*** Text passage ***

In a recent meta-analysis38 of individual patients' data from the main randomized trials, using the same method of measurement of stenosis (NASCET) and definitions of outcome events, surgery increased the 5-year risk of ipsilateral ischemic stroke in patients with less than 30% stenosis (n=1746, absolute risk reduction ­2.2%, P=.05), had no effect in patients with 30%-49% stenosis (n=1429, 3.2%, P=.6), was of marginal benefit in those with 50%-69% stenosis (n=1549, 4.6%, P=.04), but the benefit increased over 5 and 8 years, and was highly beneficial in those with 70% stenosis or greater without near-occlusion (n=1095, 16.0%, P<.001). There was a trend towards benefit from surgery in patients with near-occlusion at 2 years' follow-up (n=262, 5.6%, P=.19), but no benefit at 5 years (­1.7%, P=.9).

Some features alter the benefit-to-risk ratio for CEA for moderate carotid stenosis. Benefits were greatest among those with more severe stenosis, those ≥75 years of age, men, patients with recent stroke (rather than TIA), and patients with hemispheric symptoms rather than transient monocular blindness.30,39

In a pooled analysis of ECST and NASCET trials,34 benefit from surgery was greatest in men, patients aged 75 years or older, and those randomized within 2 weeks after their last ischemic event, and fell rapidly with increasing delay. For patients with 50% or higher stenosis, the number of patients needed to undergo surgery (ie, number needed to treat) to prevent 1 ipsilateral stroke in 5 years was 9 for men versus 36 for women, 5 for age 75 years or older versus 18 for younger than 65 years, and 5 for those randomized within 2 weeks after their last ischemic event, versus 125 for patients randomized after more than 12 weeks. These results were consistent across the 50%-69% and 70% or more stenosis groups, and across the 2 trials. Therefore, in patients with carotid TIA or nondisabling ischemic strokes, the procedure should be done within 2 weeks of the patient's last symptoms.34 Other radiographic factors found to predict better outcomes after CEA include the presence of intracranial stenosis, the absence of leukoaraiosis, and the presence of collaterals.30,40,41 Table 2 shows the recommendations from the American Heart Association/American Stroke Association Council on Stroke for Interventional Approaches to Patients With Stroke Caused by Large-Artery Atherosclerotic Disease.42 In a systematic review of all studies published from 1980 to 2000 that reported the risk of stroke and death resulting from CEA, the operative risk was 5.1% (4.6-5.6) for symptomatic stenosis.43

Carotid Stenting

In 2005, a systematic review44 of 5 randomized trials comparing stenting with endarterectomy concluded that the current evidence does not support a change from the recommendation of carotid endarterectomy as the standard treatment for carotid stenosis. No significant difference in the major risks of treatment was found but the wide confidence intervals indicate that it is not possible to exclude a difference in favor of 1 treatment. The 30-day risks of stroke or death were 8.1% for patients treated with CAS and 6.3% for those treated with CEA; the odds ratios for treatment-related death or any stroke after 30 days were 1.33 (95% CI, 0.86-2.04), and 1.01 (95% CI, 0.71-1.44) after 1 year. The authors recommended that patients suitable for carotid endarterectomy should only be offered stenting within the ongoing randomized trials of stenting versus surgery.

*** End of Text passage ***

Task set
• a. In the carotid surgery text, could you swap "carotid endarterectomy" for "CEA" throughout the part from "Carotid Stenting" up to and including "stenting versus surgery.", and give that part again?
• b. Which patient features does the carotid surgery text say went with the greatest benefits of CEA for moderate carotid stenosis?

*** Dataset content ***

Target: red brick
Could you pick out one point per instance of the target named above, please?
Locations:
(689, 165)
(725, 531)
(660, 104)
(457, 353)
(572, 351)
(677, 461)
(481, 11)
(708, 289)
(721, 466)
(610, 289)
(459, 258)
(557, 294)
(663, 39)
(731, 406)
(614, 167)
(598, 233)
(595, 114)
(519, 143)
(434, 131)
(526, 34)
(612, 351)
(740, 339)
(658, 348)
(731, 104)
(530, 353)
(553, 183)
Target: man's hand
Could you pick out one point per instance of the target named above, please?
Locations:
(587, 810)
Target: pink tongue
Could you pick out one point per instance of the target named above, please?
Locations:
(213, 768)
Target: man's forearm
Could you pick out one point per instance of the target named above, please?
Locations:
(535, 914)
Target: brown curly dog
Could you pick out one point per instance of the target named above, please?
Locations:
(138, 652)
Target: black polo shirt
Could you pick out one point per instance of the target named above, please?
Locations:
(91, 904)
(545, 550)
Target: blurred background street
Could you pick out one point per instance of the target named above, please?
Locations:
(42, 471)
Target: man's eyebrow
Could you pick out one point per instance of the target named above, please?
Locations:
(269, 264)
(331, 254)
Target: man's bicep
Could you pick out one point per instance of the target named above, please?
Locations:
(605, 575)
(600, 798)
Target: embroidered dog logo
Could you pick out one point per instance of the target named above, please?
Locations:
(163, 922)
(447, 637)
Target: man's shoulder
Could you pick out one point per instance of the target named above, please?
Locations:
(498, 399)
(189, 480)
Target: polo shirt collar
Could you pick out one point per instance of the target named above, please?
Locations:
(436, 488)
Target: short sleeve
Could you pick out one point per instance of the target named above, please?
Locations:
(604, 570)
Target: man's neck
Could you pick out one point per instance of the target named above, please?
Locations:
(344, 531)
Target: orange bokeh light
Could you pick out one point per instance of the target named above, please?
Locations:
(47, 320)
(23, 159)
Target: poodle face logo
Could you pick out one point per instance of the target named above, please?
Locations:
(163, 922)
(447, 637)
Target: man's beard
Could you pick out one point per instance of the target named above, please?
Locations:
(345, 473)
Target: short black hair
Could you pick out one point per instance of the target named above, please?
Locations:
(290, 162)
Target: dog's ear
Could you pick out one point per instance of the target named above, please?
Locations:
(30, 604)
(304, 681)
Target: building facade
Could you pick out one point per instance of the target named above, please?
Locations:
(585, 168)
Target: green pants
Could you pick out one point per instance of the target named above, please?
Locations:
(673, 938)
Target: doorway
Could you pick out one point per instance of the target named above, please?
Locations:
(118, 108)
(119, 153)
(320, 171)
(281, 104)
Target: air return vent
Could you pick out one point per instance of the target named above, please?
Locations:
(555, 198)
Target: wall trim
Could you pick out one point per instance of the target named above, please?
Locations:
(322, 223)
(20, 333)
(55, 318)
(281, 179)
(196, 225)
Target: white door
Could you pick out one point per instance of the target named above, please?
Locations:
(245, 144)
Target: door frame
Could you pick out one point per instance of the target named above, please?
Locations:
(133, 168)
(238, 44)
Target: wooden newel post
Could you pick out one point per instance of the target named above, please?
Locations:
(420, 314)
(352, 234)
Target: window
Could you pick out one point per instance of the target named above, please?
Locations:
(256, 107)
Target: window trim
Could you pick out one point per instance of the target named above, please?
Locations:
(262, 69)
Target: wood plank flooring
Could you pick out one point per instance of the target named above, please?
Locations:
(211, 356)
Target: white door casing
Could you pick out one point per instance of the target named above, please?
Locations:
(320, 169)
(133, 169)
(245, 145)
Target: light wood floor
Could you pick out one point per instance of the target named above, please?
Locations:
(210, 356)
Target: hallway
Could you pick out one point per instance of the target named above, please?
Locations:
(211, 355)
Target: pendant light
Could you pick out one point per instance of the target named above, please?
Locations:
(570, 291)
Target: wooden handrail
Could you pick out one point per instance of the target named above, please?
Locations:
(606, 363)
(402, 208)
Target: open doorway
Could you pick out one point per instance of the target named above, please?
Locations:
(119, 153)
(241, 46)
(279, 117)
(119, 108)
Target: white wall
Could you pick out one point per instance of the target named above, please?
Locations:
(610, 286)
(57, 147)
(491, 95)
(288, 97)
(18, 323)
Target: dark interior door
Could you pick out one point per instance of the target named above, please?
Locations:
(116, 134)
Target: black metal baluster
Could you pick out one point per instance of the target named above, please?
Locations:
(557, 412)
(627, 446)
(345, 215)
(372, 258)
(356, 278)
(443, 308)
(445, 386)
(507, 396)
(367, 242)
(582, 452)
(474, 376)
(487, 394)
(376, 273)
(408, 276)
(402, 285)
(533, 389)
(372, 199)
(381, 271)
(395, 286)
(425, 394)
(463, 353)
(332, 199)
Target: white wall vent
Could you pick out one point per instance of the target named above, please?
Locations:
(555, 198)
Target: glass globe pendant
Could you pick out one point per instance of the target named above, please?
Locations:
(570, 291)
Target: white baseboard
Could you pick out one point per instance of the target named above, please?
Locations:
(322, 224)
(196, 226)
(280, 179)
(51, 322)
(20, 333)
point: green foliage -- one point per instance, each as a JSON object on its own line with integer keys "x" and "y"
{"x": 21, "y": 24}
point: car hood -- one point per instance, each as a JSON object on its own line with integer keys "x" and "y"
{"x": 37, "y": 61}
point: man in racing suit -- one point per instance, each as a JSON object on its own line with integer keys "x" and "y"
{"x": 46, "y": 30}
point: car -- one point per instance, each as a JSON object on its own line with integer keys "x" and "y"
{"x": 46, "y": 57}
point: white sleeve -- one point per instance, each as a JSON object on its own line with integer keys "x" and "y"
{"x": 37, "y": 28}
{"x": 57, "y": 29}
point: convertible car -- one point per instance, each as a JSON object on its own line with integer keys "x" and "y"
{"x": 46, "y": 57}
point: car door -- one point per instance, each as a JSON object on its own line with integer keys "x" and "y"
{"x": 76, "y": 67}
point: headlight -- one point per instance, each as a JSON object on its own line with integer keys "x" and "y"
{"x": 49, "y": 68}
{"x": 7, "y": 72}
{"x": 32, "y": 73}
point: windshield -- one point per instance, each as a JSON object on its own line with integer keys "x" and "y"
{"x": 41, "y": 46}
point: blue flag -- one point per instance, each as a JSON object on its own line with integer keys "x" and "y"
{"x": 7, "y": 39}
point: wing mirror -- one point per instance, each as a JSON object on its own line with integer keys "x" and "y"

*** End of Dataset content ***

Responses in order
• a.
Carotid Stenting

In 2005, a systematic review44 of 5 randomized trials comparing stenting with endarterectomy concluded that the current evidence does not support a change from the recommendation of CEA as the standard treatment for carotid stenosis. No significant difference in the major risks of treatment was found but the wide confidence intervals indicate that it is not possible to exclude a difference in favor of 1 treatment. The 30-day risks of stroke or death were 8.1% for patients treated with CAS and 6.3% for those treated with CEA; the odds ratios for treatment-related death or any stroke after 30 days were 1.33 (95% CI, 0.86-2.04), and 1.01 (95% CI, 0.71-1.44) after 1 year. The authors recommended that patients suitable for CEA should only be offered stenting within the ongoing randomized trials of stenting versus surgery.

• b.
- More severe stenosis
- Age 75 years or older
- Male sex
- Recent stroke (rather than TIA)
- Hemispheric symptoms rather than transient monocular blindness